> TASK DETAILS
Update the material from the line containing "Annotate the small" through the end, replacing "window" with "skylight" and leaving everything else unchanged. Leave the pictures out of your answer.

> RECORDS FOR THE TASK
-- Begin --
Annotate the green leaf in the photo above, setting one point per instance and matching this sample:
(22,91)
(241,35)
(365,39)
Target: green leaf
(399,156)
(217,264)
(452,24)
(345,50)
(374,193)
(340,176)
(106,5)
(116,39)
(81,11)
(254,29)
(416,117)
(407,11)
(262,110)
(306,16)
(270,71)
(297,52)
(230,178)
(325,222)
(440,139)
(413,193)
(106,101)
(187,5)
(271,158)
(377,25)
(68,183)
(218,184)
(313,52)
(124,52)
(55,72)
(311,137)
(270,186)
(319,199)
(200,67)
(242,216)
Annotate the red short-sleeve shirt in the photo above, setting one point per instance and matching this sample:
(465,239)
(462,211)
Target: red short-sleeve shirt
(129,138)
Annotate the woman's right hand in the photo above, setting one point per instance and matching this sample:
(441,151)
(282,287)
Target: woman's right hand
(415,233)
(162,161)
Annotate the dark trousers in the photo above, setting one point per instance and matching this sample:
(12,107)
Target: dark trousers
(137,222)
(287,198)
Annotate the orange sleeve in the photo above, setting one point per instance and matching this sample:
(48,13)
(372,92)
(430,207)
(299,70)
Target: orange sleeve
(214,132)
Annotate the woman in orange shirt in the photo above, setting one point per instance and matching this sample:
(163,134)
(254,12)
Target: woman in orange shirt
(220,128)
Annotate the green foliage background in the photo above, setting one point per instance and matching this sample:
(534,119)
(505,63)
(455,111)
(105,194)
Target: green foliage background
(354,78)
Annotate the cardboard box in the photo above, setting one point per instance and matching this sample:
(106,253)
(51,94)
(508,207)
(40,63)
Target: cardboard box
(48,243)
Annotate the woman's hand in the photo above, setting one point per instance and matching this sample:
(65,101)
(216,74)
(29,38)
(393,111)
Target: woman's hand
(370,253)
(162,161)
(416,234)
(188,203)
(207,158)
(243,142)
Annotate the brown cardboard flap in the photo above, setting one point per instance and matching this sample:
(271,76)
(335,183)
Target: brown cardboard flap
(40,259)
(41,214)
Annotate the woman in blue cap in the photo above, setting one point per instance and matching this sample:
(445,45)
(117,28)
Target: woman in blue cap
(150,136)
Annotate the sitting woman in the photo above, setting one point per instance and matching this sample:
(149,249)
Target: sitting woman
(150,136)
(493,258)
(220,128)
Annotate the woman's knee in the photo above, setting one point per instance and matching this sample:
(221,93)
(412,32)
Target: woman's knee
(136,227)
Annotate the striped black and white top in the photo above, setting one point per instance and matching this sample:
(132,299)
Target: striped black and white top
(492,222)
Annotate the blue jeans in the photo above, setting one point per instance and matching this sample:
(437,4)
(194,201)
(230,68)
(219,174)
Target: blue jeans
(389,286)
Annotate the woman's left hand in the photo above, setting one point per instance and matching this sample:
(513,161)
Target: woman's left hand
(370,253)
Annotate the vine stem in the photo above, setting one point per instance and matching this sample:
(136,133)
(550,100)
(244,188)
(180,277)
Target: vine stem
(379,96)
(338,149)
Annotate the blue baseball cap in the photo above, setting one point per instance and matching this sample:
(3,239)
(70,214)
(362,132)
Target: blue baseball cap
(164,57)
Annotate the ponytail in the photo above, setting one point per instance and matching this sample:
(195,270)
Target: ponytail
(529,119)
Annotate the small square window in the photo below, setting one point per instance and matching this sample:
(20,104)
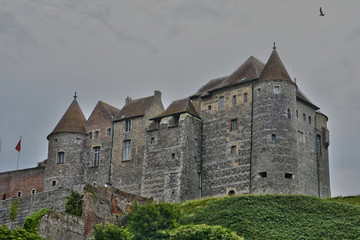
-- End --
> COMPLETE OUTPUT
Annotate the small square skylight in the photo below, setting one point per instance and matching this sample:
(20,104)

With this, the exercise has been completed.